| EXTRAIT À LIRE |
::::::::::

Mme Sylvie Robert. Quel rapport avec la holding ?

M. le président. Il faudrait conclure, monsieur le rapporteur.

M. Yannick Jadot. Il fait de l'obstruction ! (Sourires.)

M. Cédric Vial, rapporteur. Je termine en m'adressant à M. Chantrel. Je veux bien que vous ne connaissiez pas des règles datant de 2006, mais je vous précise que la proposition de loi organique, dont j'étais l'auteur et qui a été votée à la quasi-unanimité ici – vous étiez alors élu –, permet un financement public pérenne. Vos notes étaient datées, malheureusement, et je crois que vous avez oublié une étape. Aujourd'hui, grâce au Sénat, une fraction de TVA est fléchée vers l'audiovisuel public, ce qui garantit un financement indépendant.

Mme Sylvie Robert. Ce n'est pas très satisfaisant !

M. le président. La parole est à Mme la ministre. (Ah ! sur des travées des groupes GEST, SER et CRCE-K.)

Mme Rachida Dati, ministre. Un peu de respect vous irait bien, de temps en temps. Madame de La Gontrie, ce n'est pas la première fois !

Mme Laurence Rossignol. On n'est pas au Conseil de Paris !

Mme Rachida Dati, ministre. Vous avez raison de le rappeler, madame la sénatrice. J'en profite pour dire que je n'ai pas apprécié les propos déplacés, tout à l'heure, du sénateur Jomier. Je suis coprésidente de groupe au Conseil de Paris et, de fait, je peux dire que M. Jomier, lui, n'y est pratiquement pas. Je ne l'ai jamais vu, en tout cas.

Mme Marie-Pierre de La Gontrie. Il n'y est plus élu ! (Les propos de Mme la ministre sont tournés en dérision sur les travées des groupes SER, CRCE-K et GEST.)

M. le président. S'il vous plaît, mes chers collègues, la parole est à Mme la ministre.

Mme Rachida Dati, ministre. Il n'y était pas avant, de toute façon.

Madame de La Gontrie, je me passerai de vos conseils sur le travail et sur la vie. Je pense qu'il y a une vraie différence entre vous et moi.

Mme Rachida Dati, ministre. Oui, il y a une vraie différence, notamment pour ce qui est du travail et de la connaissance des classes populaires. (Protestations sur les travées des groupes SER et CRCE-K.)

M. Pierre Ouzoulias. De la part de la maire du VIIe arrondissement, franchement… C'est scandaleux ! Venez chez moi à Bagneux !

Mme Rachida Dati, ministre. Non, monsieur le sénateur, ce n'est pas scandaleux. Vous voulez m'assigner ; c'est une forme de déterminisme. Que je sois élue du VIIe arrondissement est plutôt une preuve d'intégration.

M. Pierre Ouzoulias. Intégration dans la classe bourgeoise, oui !

Mme Rachida Dati, ministre. Et alors, monsieur le sénateur ? N'aurais-je pas le droit d'accéder à cette catégorie ?

M. Pierre Ouzoulias. Bien sûr que si, mais alors ne vous exprimez pas au nom des classes populaires ! Elles sont représentées ici, pas là-bas !

::::::::::

(Extraits d'un jeu de données sur le pointage d'objets)
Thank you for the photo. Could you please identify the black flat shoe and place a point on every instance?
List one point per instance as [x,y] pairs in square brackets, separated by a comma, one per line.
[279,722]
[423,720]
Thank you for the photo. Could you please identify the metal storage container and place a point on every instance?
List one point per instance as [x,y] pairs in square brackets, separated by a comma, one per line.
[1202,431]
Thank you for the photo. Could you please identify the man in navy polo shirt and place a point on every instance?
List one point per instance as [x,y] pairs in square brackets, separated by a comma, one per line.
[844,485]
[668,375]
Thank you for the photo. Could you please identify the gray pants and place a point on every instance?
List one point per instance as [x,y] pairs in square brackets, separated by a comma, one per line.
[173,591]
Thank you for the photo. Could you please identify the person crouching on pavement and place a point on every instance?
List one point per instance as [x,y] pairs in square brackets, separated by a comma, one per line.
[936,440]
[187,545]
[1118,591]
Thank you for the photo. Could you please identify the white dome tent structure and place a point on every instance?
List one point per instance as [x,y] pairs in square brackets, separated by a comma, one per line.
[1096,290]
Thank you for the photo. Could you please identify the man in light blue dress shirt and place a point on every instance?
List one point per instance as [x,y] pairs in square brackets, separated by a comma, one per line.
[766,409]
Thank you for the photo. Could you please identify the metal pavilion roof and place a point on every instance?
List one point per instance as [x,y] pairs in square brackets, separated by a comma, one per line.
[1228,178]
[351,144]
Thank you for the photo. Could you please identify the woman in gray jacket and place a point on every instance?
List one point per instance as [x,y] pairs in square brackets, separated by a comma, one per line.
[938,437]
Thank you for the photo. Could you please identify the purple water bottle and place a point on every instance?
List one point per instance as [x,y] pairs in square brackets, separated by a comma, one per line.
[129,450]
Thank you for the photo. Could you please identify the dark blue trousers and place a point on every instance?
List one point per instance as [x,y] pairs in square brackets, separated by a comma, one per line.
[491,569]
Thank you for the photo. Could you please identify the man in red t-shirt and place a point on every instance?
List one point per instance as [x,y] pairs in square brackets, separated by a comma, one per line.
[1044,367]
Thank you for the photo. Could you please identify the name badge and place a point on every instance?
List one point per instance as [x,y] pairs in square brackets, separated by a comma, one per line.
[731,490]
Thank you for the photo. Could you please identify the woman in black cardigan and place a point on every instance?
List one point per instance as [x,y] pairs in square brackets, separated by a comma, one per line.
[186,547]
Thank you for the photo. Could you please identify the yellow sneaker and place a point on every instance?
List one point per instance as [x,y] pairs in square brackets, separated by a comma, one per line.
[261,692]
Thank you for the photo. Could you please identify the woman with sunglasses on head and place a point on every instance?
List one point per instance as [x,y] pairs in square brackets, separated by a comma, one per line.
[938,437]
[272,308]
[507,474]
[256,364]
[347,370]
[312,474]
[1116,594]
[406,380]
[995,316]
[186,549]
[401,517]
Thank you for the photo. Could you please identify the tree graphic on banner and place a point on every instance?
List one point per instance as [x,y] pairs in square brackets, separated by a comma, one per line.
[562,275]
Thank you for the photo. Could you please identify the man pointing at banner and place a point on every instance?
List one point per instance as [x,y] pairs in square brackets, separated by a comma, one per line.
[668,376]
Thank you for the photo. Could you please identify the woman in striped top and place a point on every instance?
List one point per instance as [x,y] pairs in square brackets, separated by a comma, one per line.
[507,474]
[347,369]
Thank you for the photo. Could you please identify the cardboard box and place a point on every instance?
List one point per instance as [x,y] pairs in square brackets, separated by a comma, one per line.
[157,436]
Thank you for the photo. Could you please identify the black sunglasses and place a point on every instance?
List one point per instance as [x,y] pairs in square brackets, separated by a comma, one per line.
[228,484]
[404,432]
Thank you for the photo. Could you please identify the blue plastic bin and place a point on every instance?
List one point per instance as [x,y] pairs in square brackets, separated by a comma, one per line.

::::::::::

Réécrivez sous forme de liste le paragraphe de l'extrait à lire qui commence par « M. Cédric Vial, rapporteur. Je termine », en conservant ses faits essentiels. Les enregistrements ci-dessus ne sont pas nécessaires.

- Cédric Vial, rapporteur, conclut en s'adressant à M. Chantrel.
- Il évoque des règles datant de 2006.
- Il est l'auteur d'une proposition de loi organique votée à la quasi-unanimité par cette assemblée, alors que M. Chantrel y était déjà élu.
- Ce texte permet un financement public pérenne.
- Selon lui, les notes de M. Chantrel étaient datées, et une étape a été oubliée.
- Grâce au Sénat, une fraction de TVA est aujourd'hui fléchée vers l'audiovisuel public, ce qui garantit un financement indépendant.